DOCUMENT SECTION =>
-- begin --
Those who are anxious to act their parts well, must be ever on their guard. They must turn a deaf ear to the solicitations of unlawful pleasure, however artfully and pleasingly these may be urged upon them, and despise that ridicule which is attempted to be cast upon all their best actions, and feelings, and thoughts, upon their attachment to the good, and their reverence for God, and fear of his displeasure. They must, indeed, resist every thing which threatens to impede their endeavours to pursue their own improvement, and to be useful in the world. If they wish to be regarded as the friends of goodness, and to establish and maintain a character which wise men love, and God himself regards with approbation, they must suffer no cause to lessen their attachment to a commendable object, nor to diminish the strength and ardour of their zeal in carrying it forward. The upright mind must feel that its adherence to a good cause, is essential; and that it would incur its own censure, and disgrace in the sight of others, were it to relax its efforts, waver in its resolution, and at least cease to exert itself any longer in the same direction. This falling off, is pitiable-and when it takes place in respect of moral and religious engagements, it has a most pernicious effect upon the character of the individual, and the satisfactions of his life. How much valuable time does he lose by such weakness and irresolution! Whilst others are hastening forward on their course, he is loitering on the

way, and is thus left far behind them; and when he once more applies to the business over which he has slept so long, his renewed exertions must be made with a painful consciousness of the time and opportunity he has wasted, and his whole future life, though improved with diligence, will scarcely avail to redeem the past.
-- end --
EXTRACTED DATA =>
-- begin --
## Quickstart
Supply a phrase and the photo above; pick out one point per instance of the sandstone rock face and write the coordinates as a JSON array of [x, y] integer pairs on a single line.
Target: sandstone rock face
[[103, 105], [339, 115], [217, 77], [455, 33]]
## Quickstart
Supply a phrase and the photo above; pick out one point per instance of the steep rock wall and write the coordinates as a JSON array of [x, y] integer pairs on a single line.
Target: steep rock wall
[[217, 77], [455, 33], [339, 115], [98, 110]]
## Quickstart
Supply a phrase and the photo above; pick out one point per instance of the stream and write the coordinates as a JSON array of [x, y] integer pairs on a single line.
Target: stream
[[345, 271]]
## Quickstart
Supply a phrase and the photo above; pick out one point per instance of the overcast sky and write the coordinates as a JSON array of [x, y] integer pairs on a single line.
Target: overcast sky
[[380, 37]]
-- end --
-- begin --
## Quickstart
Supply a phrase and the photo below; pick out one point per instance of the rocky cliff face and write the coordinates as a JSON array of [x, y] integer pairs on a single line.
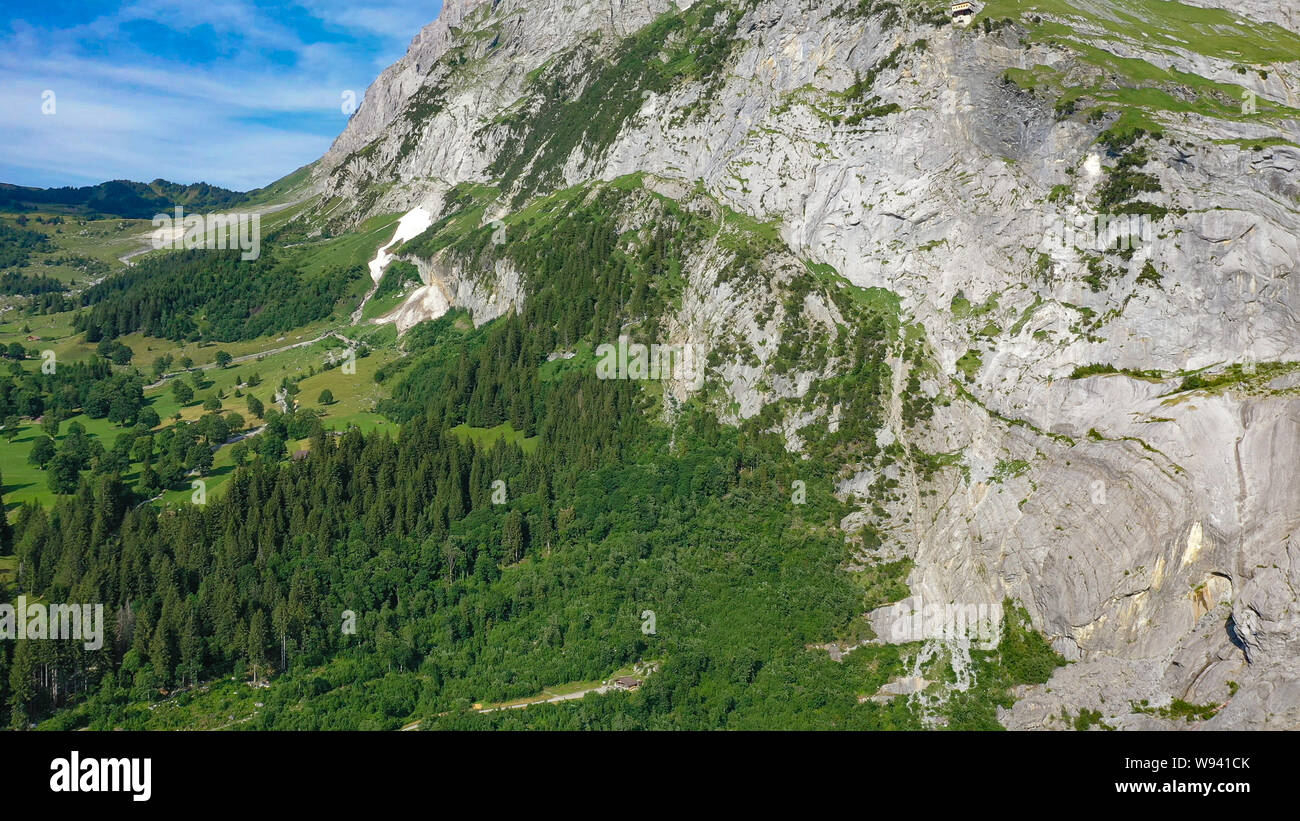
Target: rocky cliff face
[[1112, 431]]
-- end --
ACTIONS TO TAKE =>
1. From the passage on steadfastness, extract the text starting at "way, and is" and ending at "redeem the past.".
2. List the actions that, according to the passage on steadfastness, would bring the upright mind its own censure and disgrace in the sight of others.

TASK-BY-TASK SOLUTIONS =>
1.
way, and is thus left far behind them; and when he once more applies to the business over which he has slept so long, his renewed exertions must be made with a painful consciousness of the time and opportunity he has wasted, and his whole future life, though improved with diligence, will scarcely avail to redeem the past.

2.
- Relax its efforts
- Waver in its resolution
- Cease to exert itself any longer in the same direction